Passage given –
★ ★ ★ ★
Thursday, December 24, 2009

Merry Christmas from John and Me!!

A foot of snow last night brought us a white Christmas for sure! It is beautiful in the moonlight as I let the dogs out.

I hope everyone has good friends, some family to love or to remember fondly if they have passed on, some yummy food, and maybe even the chance to kiss a horse on the neck and say thank you for all that horses bring into our lives -- all that beauty, kindness, childishness, weird sense of humor, and infinite grace.

Here's to the year 2010! May it be filled with precious beauty for you and your horses!!!

Monday, December 21, 2009

Buff, Bendy, Bootylicious: Gettin' Down To It

Are you interested in equine kinesiology?

Today we really started the winter regimen of training in the indoor to make us both reach the 3-B's by spring.
★ ★ ★ ★
Exercise tasks –
A: Translate this sentence from the horse blog posts into Spanish: "A foot of snow last night brought us a white Christmas for sure!"
B: According to the horse blog posts, how much snow fell the night before the December 24 entry?
C: Proceed with the horse blog posts, picking up after their final sentence.

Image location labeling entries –
★ ★ ★ ★
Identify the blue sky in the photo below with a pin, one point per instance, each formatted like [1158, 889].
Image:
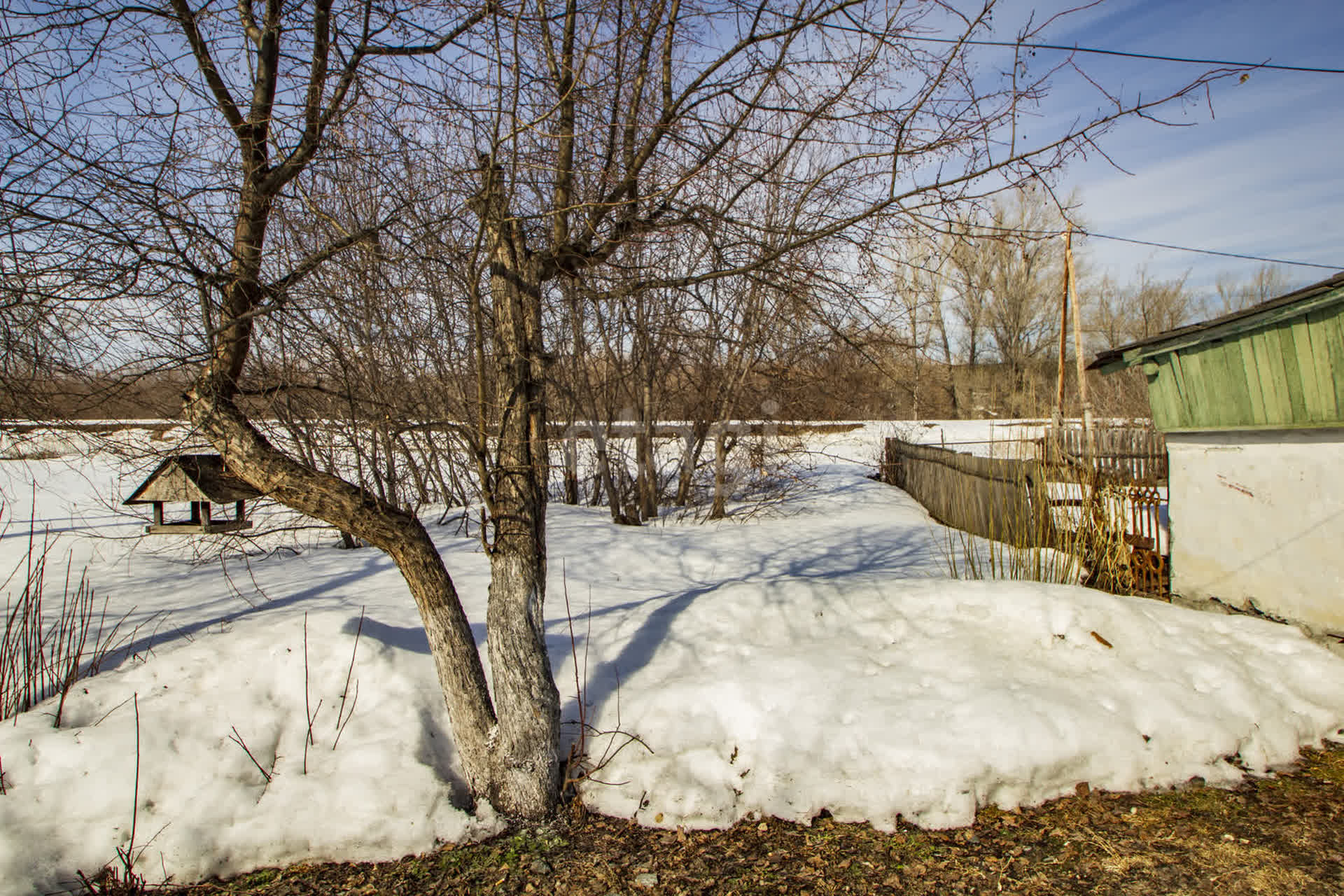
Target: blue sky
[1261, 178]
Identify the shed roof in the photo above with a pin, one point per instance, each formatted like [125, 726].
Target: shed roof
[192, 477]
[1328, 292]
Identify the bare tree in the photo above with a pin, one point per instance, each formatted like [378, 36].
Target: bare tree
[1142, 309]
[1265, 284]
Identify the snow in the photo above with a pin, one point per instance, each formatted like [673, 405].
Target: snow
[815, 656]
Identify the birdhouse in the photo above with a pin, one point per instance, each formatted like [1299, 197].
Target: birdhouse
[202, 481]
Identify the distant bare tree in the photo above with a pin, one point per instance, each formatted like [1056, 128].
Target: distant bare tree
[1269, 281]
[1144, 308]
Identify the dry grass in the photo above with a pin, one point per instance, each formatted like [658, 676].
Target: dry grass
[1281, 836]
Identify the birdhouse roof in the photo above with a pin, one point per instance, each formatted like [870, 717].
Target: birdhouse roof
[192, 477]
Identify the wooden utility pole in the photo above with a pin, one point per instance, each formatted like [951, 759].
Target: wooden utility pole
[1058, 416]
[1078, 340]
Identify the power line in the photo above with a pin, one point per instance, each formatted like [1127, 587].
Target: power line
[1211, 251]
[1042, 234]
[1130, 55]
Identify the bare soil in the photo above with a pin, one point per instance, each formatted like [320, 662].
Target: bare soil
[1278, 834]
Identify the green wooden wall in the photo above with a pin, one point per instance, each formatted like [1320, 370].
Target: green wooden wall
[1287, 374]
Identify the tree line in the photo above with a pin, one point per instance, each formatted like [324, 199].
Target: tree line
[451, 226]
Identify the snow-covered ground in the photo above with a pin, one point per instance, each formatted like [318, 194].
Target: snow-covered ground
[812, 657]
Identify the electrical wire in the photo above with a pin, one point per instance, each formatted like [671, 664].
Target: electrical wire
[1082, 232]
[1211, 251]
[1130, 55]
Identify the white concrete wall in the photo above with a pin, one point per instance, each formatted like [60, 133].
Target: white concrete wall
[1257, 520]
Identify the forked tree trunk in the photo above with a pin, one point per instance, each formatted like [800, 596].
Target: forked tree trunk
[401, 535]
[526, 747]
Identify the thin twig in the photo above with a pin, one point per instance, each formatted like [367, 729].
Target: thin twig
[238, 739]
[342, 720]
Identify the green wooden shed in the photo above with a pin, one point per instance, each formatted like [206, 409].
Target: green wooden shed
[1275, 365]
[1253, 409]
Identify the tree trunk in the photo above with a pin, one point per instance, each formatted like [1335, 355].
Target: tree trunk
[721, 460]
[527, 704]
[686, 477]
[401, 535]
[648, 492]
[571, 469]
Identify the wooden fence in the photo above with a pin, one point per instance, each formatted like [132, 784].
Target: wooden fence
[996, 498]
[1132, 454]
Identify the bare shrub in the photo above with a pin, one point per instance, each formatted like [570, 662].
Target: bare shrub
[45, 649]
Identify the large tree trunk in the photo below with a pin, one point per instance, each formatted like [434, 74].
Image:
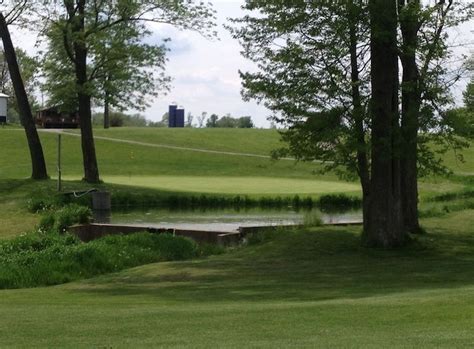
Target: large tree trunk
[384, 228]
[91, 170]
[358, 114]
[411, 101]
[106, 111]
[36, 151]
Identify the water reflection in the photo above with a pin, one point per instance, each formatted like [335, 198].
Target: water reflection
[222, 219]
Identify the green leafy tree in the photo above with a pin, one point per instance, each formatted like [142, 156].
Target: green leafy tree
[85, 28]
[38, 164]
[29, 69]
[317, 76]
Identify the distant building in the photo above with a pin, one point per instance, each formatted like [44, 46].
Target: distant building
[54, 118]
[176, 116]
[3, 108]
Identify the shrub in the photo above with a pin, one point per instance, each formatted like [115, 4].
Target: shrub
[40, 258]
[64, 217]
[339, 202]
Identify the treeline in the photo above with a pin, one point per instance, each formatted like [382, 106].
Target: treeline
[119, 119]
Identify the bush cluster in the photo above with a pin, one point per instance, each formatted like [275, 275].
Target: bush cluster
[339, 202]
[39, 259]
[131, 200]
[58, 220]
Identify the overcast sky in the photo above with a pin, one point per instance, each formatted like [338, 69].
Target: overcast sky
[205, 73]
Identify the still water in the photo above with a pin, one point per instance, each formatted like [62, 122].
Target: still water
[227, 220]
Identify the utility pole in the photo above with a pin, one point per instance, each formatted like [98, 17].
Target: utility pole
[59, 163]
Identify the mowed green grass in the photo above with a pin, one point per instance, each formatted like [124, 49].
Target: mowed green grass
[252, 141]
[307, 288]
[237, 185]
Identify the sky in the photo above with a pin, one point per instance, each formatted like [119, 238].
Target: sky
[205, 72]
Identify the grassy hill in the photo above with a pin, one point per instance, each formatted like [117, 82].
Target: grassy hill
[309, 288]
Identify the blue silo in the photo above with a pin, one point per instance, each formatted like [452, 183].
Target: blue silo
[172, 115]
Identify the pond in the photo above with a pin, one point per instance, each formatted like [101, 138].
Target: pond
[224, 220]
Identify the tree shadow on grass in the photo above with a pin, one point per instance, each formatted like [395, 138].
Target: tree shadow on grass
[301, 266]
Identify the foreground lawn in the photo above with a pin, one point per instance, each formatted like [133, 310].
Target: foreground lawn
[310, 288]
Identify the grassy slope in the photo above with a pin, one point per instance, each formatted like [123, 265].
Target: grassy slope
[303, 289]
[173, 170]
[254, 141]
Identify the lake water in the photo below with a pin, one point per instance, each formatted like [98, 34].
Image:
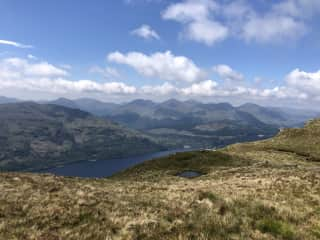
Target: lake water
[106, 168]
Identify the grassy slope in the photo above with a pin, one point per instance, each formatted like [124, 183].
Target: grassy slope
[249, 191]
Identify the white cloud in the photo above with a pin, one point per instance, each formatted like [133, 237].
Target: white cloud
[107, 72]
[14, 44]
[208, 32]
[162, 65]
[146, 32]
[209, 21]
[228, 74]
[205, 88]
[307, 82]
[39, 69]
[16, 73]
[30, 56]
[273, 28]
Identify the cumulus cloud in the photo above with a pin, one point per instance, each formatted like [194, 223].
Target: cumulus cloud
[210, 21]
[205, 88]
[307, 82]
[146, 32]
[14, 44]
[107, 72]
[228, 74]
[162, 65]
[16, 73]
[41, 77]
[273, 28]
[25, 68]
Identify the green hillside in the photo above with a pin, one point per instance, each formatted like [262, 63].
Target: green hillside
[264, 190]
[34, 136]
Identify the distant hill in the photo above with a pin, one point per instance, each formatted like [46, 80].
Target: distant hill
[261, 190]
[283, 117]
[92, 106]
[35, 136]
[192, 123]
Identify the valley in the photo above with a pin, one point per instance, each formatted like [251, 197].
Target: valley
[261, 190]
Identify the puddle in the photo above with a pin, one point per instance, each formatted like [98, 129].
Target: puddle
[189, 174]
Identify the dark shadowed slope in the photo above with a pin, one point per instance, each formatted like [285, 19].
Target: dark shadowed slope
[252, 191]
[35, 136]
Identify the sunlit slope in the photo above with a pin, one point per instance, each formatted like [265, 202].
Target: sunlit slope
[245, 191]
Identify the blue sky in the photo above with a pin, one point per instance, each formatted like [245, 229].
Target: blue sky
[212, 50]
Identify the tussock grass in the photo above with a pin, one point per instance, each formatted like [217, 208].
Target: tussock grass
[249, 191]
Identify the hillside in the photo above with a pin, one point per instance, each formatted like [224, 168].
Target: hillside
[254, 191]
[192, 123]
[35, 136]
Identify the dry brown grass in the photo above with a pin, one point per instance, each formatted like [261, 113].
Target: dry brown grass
★ ★ ★ ★
Results in order –
A: ¡Un pie de nieve anoche nos trajo una Navidad blanca, sin duda!

B: A foot of snow.

C:
I was aided in my quest for equine bendy-ness by a set of techniques my friend Laura referred me to on YouTube. This equine body-work specialist gives some great exercises for flexing your horse and basically doing some 'horsey yoga' that will align your horse's major spinal system and stretch the supporting muscles prior to riding. I was hooked right away when I saw that big horse bunch up the abs:

I did all of these exercises with John today prior to riding. Here is my report:

1. Leg lifts and bends: I am afraid of getting my hand stepped on. But he cooperated and his left shoulder is much stiffer than his right. We worked gently at flexing that left foreleg and in several stints, he got looser and more comfortable.

2. Butt massage to get back up: Did not work. John enjoyed the butt massage but he did not raise up and scrunch like the horse in the video. Instead he started eating his lead rope. I have to work on my technique here.

3. Belly scritch and hold w/5 pounds of pressure to get it raised up higher and higher: this progressed over time. At first John did not raise up at all. He is quite a slab-backed horse and that's what this regimen is all about eliminating. As time went on I got some raising and some holding. Again I need to work on this.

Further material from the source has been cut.